§ **Exercise**: Output every record again so that it matches the original word for word.

§ **Records for the exercise**:
%%

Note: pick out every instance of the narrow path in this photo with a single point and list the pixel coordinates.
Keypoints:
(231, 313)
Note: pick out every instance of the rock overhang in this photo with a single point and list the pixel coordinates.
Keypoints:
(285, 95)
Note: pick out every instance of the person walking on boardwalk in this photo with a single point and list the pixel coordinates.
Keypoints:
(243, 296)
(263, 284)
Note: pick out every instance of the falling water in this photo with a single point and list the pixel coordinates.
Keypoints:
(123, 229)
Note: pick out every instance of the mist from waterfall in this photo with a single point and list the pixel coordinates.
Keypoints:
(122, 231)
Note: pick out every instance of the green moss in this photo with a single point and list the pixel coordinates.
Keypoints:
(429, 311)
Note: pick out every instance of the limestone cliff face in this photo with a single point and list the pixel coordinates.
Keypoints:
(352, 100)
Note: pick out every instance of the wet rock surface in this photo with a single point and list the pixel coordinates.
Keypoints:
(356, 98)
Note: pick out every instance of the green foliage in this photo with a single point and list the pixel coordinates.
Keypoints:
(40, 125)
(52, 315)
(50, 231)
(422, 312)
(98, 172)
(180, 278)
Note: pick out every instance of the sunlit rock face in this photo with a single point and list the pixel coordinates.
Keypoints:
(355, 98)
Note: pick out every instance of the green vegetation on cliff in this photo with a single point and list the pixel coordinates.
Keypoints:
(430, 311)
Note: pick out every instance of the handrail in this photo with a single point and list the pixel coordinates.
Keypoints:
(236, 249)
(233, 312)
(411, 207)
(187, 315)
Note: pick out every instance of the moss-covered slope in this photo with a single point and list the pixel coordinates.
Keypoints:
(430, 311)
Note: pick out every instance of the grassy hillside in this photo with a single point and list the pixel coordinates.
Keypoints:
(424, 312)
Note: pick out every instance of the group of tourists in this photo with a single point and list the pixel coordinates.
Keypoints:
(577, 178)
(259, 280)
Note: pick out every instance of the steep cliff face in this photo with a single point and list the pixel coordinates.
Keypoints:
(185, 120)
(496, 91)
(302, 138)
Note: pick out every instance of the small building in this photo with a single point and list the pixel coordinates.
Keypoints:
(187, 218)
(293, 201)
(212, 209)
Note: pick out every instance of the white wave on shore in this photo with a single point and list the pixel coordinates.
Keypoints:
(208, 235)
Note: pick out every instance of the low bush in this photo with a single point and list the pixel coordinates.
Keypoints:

%%

§ **Completed exercise**:
Note: pick out every instance of the narrow path in this photo with a single point and list the pixel coordinates.
Keypoints:
(231, 313)
Note: pick out every instance of the rock overhang in this photo with a single point and list the pixel coordinates.
Keypoints:
(285, 95)
Note: pick out every instance of the person walking on boardwalk in this photo with a single point and list the pixel coordinates.
Keypoints:
(243, 296)
(263, 284)
Note: pick out every instance of the falling water in this photo with a single point and list the pixel coordinates.
Keypoints:
(123, 229)
Note: pick out every instance of the mist from waterfall in this photo with a single point and list the pixel coordinates.
Keypoints:
(122, 231)
Note: pick out every instance of the green moss in this photo with a single point and list the pixel coordinates.
Keypoints:
(429, 311)
Note: pick out every instance of the limestone cliff face in this photo with a single point and list the pixel coordinates.
Keypoints:
(352, 100)
Note: pick out every instance of the wet rock surface in this photo with a single point and list the pixel coordinates.
Keypoints:
(356, 98)
Note: pick out every instance of the green foliage in this photo with a single point and list the pixel coordinates.
Keypoints:
(40, 125)
(52, 315)
(50, 231)
(422, 312)
(98, 172)
(180, 278)
Note: pick out every instance of the sunlit rock face in this photo with a single point and list the pixel coordinates.
Keypoints:
(355, 98)
Note: pick out every instance of the green vegetation on cliff in this photo with a single point and list the pixel coordinates.
Keypoints:
(430, 311)
Note: pick out every instance of the handrail in this photo with a single point and list the pixel coordinates.
Keypoints:
(236, 249)
(233, 312)
(411, 207)
(187, 315)
Note: pick out every instance of the moss-covered slope in this photo with a single point and list the pixel coordinates.
Keypoints:
(430, 311)
Note: pick out every instance of the grassy hillside in this photo with a single point and list the pixel coordinates.
Keypoints:
(424, 312)
Note: pick out every instance of the group of tourists in this photo with a single point and list the pixel coordinates.
Keypoints:
(577, 178)
(259, 280)
Note: pick out every instance of the steep cliff face in this photo with a single point and list the pixel coordinates.
Keypoints:
(185, 120)
(496, 91)
(302, 138)
Note: pick out every instance of the small building in this photo with a single point and list the pixel coordinates.
Keypoints:
(187, 218)
(293, 201)
(212, 209)
Note: pick out every instance of the white wave on shore in this photo with a single point and list the pixel coordinates.
Keypoints:
(208, 235)
Note: pick out every instance of the low bush in this photo with a single point and list the pixel coordinates.
Keypoints:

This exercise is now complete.